#### [Extracted material]
►
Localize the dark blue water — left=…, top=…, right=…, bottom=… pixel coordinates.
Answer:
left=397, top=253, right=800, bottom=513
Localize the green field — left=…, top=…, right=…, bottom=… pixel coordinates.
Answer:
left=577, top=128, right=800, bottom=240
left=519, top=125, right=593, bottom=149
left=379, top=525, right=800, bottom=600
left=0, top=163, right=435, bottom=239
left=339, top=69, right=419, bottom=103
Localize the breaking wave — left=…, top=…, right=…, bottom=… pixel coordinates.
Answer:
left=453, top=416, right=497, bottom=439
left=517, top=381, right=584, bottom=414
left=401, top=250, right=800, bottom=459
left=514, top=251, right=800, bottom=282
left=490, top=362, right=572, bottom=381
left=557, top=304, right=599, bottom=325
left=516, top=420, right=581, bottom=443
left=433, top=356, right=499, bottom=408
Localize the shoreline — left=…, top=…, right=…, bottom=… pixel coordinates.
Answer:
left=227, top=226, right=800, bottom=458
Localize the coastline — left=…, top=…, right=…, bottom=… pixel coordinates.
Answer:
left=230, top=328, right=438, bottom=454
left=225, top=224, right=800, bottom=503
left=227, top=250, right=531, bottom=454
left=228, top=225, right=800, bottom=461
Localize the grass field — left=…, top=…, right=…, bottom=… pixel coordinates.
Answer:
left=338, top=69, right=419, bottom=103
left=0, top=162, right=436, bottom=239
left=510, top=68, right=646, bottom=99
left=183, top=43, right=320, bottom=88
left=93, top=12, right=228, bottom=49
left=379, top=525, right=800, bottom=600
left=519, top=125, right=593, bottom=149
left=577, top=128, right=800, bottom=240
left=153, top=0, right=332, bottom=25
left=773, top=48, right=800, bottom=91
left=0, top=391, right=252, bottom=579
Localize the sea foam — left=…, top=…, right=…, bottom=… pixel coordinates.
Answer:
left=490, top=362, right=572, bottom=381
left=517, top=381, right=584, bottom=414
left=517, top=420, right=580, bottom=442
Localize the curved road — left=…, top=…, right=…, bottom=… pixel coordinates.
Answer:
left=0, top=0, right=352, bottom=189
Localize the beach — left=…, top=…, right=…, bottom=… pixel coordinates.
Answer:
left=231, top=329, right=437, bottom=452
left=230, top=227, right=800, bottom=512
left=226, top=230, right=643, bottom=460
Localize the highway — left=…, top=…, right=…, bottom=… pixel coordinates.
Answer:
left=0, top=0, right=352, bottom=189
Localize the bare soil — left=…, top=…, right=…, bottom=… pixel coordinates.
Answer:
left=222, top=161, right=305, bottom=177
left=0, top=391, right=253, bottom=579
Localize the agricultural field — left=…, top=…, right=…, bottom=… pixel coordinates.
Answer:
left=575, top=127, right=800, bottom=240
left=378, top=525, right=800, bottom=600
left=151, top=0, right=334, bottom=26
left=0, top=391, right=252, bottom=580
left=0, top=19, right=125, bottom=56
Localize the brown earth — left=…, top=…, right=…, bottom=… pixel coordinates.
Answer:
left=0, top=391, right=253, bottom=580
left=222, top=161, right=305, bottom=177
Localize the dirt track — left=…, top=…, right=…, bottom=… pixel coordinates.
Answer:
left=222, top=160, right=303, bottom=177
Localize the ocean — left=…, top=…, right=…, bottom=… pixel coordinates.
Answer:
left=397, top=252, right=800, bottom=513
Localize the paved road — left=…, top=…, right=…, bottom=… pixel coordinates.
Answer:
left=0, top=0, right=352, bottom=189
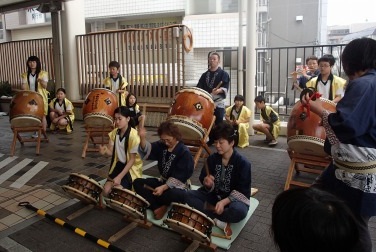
◄
Every line of the material is to be quoted exactly, with no pictures carried over.

Localize the dark blue water — left=…, top=…, right=…, bottom=… pixel coordinates.
Answer:
left=397, top=253, right=800, bottom=513
Localize the green field — left=…, top=…, right=…, bottom=… pixel coordinates.
Answer:
left=577, top=128, right=800, bottom=240
left=519, top=125, right=593, bottom=149
left=379, top=525, right=800, bottom=600
left=0, top=163, right=435, bottom=239
left=339, top=69, right=419, bottom=103
Localize the breaking wave — left=…, top=…, right=…, bottom=… pixel coordinates.
Answer:
left=453, top=416, right=497, bottom=439
left=517, top=381, right=584, bottom=414
left=401, top=250, right=800, bottom=459
left=514, top=251, right=800, bottom=282
left=490, top=362, right=572, bottom=381
left=557, top=304, right=599, bottom=325
left=516, top=420, right=581, bottom=443
left=433, top=356, right=499, bottom=408
Localize the shoreline — left=…, top=…, right=…, bottom=… pixel coordinates.
Answer:
left=227, top=226, right=800, bottom=458
Localize the coastline — left=…, top=…, right=…, bottom=… pixel coordinates.
Answer:
left=230, top=328, right=438, bottom=454
left=225, top=224, right=800, bottom=503
left=227, top=250, right=531, bottom=454
left=228, top=225, right=800, bottom=461
Localize the grass field — left=…, top=…, right=…, bottom=… pixel coordinates.
Answer:
left=338, top=69, right=419, bottom=103
left=0, top=162, right=436, bottom=239
left=510, top=68, right=646, bottom=99
left=183, top=43, right=320, bottom=88
left=93, top=12, right=228, bottom=49
left=379, top=525, right=800, bottom=600
left=519, top=125, right=593, bottom=149
left=577, top=128, right=800, bottom=240
left=153, top=0, right=332, bottom=25
left=773, top=48, right=800, bottom=91
left=0, top=391, right=252, bottom=579
Localize the sea foam — left=…, top=…, right=…, bottom=… pixel coordinates.
Answer:
left=490, top=362, right=572, bottom=381
left=517, top=381, right=584, bottom=414
left=517, top=420, right=580, bottom=442
Localize the curved road — left=…, top=…, right=…, bottom=… pixel coordinates.
Answer:
left=0, top=0, right=352, bottom=189
Localize the beach — left=…, top=…, right=…, bottom=… pixel coordinates.
Answer:
left=231, top=329, right=437, bottom=452
left=230, top=227, right=800, bottom=512
left=226, top=230, right=643, bottom=460
Localize the highway — left=…, top=…, right=…, bottom=… pixel coordinates.
Answer:
left=0, top=0, right=352, bottom=189
Localize the bare soil — left=…, top=…, right=…, bottom=… pixel coordinates.
Answer:
left=222, top=161, right=305, bottom=177
left=0, top=391, right=253, bottom=579
Localize the agricultural field — left=…, top=…, right=…, bottom=… pixel coordinates.
Answer:
left=575, top=127, right=800, bottom=240
left=378, top=525, right=800, bottom=600
left=151, top=0, right=334, bottom=26
left=0, top=391, right=252, bottom=580
left=0, top=19, right=125, bottom=56
Localize the brown earth — left=…, top=…, right=…, bottom=… pixel coordinates.
Answer:
left=0, top=391, right=253, bottom=580
left=222, top=161, right=305, bottom=177
Localize the dirt track — left=…, top=…, right=…, bottom=… pixel coordinates.
Answer:
left=222, top=160, right=303, bottom=177
Localize the ocean — left=…, top=…, right=…, bottom=… pixel coordinates.
Answer:
left=397, top=252, right=800, bottom=513
Localize the paved road — left=…, top=…, right=…, bottom=… pixel coordinates.
Answer:
left=0, top=0, right=352, bottom=189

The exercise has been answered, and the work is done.